(Collected data)
==========

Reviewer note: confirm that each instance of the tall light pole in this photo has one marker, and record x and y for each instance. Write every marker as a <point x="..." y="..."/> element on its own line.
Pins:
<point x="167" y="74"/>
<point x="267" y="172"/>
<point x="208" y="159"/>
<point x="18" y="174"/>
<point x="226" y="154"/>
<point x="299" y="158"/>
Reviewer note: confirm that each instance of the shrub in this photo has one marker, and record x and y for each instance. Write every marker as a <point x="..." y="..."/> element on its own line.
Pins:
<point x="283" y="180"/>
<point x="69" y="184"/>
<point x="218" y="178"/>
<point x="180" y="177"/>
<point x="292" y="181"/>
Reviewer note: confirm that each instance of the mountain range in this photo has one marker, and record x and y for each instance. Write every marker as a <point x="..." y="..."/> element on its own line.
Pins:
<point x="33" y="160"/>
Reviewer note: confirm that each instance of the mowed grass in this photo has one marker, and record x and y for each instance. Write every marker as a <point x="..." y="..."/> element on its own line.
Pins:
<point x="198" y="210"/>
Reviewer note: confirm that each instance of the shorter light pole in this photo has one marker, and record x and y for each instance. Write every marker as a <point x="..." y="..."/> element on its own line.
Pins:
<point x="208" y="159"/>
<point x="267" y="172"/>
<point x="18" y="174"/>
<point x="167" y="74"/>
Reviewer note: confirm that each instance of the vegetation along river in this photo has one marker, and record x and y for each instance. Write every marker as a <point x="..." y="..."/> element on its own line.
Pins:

==========

- **Stated goal**: Rewrite the items from the line containing "Reviewer note: confirm that each instance of the mowed" through the end of the items, including every request line. Scale each x and y coordinate in the answers by 1.5, rounding to whole numbers with halves rounded up.

- **Answer to the exercise**:
Reviewer note: confirm that each instance of the mowed grass in this photo has one marker, and record x and y for each instance. Write every marker as a <point x="..." y="..."/> element on its own line.
Pins:
<point x="297" y="315"/>
Reviewer note: confirm that each instance of the shorter light pole in this photo has one marker, and record x and y for each instance. Write every marker as a <point x="..." y="..."/> element on its own line.
Pins:
<point x="312" y="239"/>
<point x="401" y="258"/>
<point x="27" y="261"/>
<point x="251" y="111"/>
Reviewer note: confirm that each instance of the vegetation along river in this photo has one marker, and record x and y for each instance. Write every marker as a <point x="..." y="..."/> element on its own line.
Pins:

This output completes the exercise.